▶ [Source]
_ _ _ _

The trumpet as a solo instrument found no
place at the Pietà, where, a recent scholar has pointed out, its presence would
have demanded the employment of another expert
teacher for an instrument that might have limited appeal for the young ladies
of the establishment. The two arrangements for solo trumpet by Jean Thilde make
a useful addition to the repertoire of the trumpet, calling, as always in
Baroque trumpet music, itself originally designed for valveless instruments,
skilful manipulation of the upper register, where alone consecutive notes of
the scale were possible in Vivaldi's day.
The Oboe Concerto in D minor, RV 454,
also exists as the ninth concerto in Opus 8, published in Amsterdam in 1725 as Il
cimento dell'armonia e dell'inventione (The Contest of Harmony and Invention)
and including the Four Seasons, designed for strings.
The bassoon was an instrument included
in the instrumentarium of the Pietà and for it Vivaldi wrote some 39 concertos,
two of them incomplete. The E minor Concerto, RV 484, like its
companions, demands a degree of virtuosity, testimony to the prowess of the
girls of the Pietà, or to the teachers often drawn from their ranks, or perhaps
to the bassoonist Giuseppe Biancardi, a member of the Guild of Musicians whose
name appears on one of the concertos.

_ _ _ _

▶ [Data lines]
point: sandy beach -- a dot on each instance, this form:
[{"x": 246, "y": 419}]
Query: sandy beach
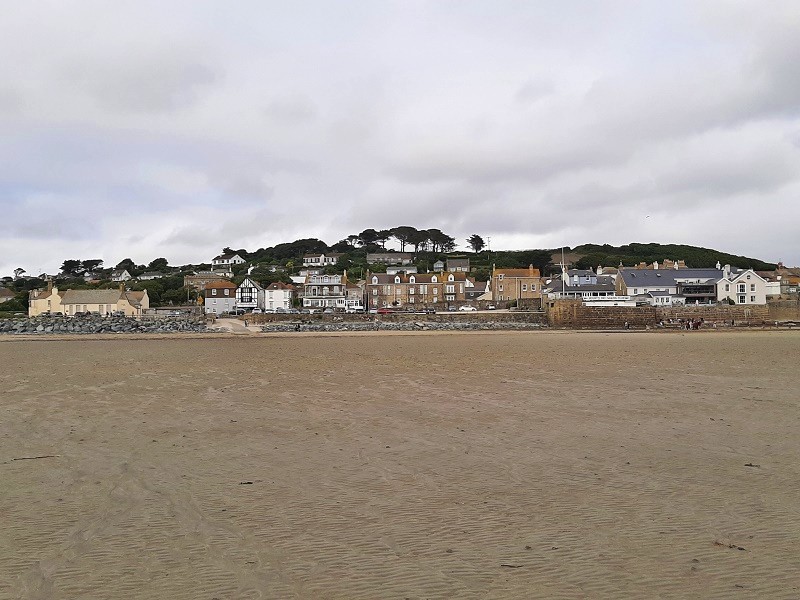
[{"x": 472, "y": 465}]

_ _ _ _

▶ [Given request 1]
According to the passage on Vivaldi's concertos, how many bassoon concertos did Vivaldi write?
▶ [Given request 2]
Transcribe the stretch of the passage on Vivaldi's concertos from "The bassoon was" through "of the concertos.".
▶ [Given request 3]
Summarize the passage on Vivaldi's concertos in two sentences.

▶ [Complete answer 1]
Some 39, two of them incomplete.

▶ [Complete answer 2]
The bassoon was an instrument included
in the instrumentarium of the Pietà and for it Vivaldi wrote some 39 concertos,
two of them incomplete. The E minor Concerto, RV 484, like its
companions, demands a degree of virtuosity, testimony to the prowess of the
girls of the Pietà, or to the teachers often drawn from their ranks, or perhaps
to the bassoonist Giuseppe Biancardi, a member of the Guild of Musicians whose
name appears on one of the concertos.

▶ [Complete answer 3]
The trumpet had no place as a solo instrument at the Pietà, but Jean Thilde's two arrangements for solo trumpet are a useful addition to its repertoire. Vivaldi's Oboe Concerto in D minor, RV 454, also exists as the ninth concerto of Opus 8, and he wrote some 39 bassoon concertos, whose virtuosity, as in the E minor Concerto, RV 484, testifies to the prowess of the Pietà's girls, their teachers, or perhaps the bassoonist Giuseppe Biancardi.